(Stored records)
::::::

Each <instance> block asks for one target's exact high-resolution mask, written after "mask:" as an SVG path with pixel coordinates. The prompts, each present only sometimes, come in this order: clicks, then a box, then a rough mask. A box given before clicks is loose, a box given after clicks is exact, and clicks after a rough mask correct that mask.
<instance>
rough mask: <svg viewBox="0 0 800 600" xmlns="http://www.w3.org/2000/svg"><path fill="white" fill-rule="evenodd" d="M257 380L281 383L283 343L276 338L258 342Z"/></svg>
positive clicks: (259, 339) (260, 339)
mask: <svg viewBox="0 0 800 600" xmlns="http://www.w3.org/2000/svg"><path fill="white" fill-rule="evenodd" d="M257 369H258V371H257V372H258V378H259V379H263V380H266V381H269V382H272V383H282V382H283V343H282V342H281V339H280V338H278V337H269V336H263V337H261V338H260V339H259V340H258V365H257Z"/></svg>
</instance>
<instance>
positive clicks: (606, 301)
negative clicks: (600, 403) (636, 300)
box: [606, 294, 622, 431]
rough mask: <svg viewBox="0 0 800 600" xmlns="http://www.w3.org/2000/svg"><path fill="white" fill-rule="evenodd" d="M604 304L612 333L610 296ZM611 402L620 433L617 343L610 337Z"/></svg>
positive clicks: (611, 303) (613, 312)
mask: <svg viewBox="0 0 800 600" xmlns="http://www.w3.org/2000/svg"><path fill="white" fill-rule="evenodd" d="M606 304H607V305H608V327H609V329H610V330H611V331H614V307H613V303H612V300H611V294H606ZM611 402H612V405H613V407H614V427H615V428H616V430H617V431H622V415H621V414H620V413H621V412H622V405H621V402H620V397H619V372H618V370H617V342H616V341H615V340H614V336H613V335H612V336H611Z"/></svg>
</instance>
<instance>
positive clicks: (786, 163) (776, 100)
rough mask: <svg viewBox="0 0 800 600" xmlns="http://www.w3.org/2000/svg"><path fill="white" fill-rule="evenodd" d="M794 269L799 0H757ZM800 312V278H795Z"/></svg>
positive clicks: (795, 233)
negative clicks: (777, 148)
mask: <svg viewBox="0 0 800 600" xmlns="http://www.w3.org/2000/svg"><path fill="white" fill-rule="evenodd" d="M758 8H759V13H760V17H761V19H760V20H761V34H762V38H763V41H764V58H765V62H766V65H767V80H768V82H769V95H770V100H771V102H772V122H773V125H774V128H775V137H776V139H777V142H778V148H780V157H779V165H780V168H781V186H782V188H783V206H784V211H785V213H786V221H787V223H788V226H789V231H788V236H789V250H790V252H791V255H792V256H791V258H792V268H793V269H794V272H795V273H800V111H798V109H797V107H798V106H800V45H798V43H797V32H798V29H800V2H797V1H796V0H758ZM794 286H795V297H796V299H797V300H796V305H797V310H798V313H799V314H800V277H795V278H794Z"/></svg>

::::::

▶ [Work order]
Copy each line of the data that includes the word "rough".

▶ [Exercise solution]
Each <instance> block asks for one target's exact high-resolution mask, written after "mask:" as an SVG path with pixel coordinates. The prompts, each present only sometimes, come in this order: clicks, then a box, then a rough mask. A box given before clicks is loose, a box given after clicks is exact, and clicks after a rough mask correct that mask.
rough mask: <svg viewBox="0 0 800 600" xmlns="http://www.w3.org/2000/svg"><path fill="white" fill-rule="evenodd" d="M257 380L281 383L283 343L276 338L258 342Z"/></svg>
rough mask: <svg viewBox="0 0 800 600" xmlns="http://www.w3.org/2000/svg"><path fill="white" fill-rule="evenodd" d="M604 304L612 333L610 296ZM611 402L620 433L617 343L610 337Z"/></svg>
rough mask: <svg viewBox="0 0 800 600" xmlns="http://www.w3.org/2000/svg"><path fill="white" fill-rule="evenodd" d="M794 269L799 0H757ZM800 312V278H795Z"/></svg>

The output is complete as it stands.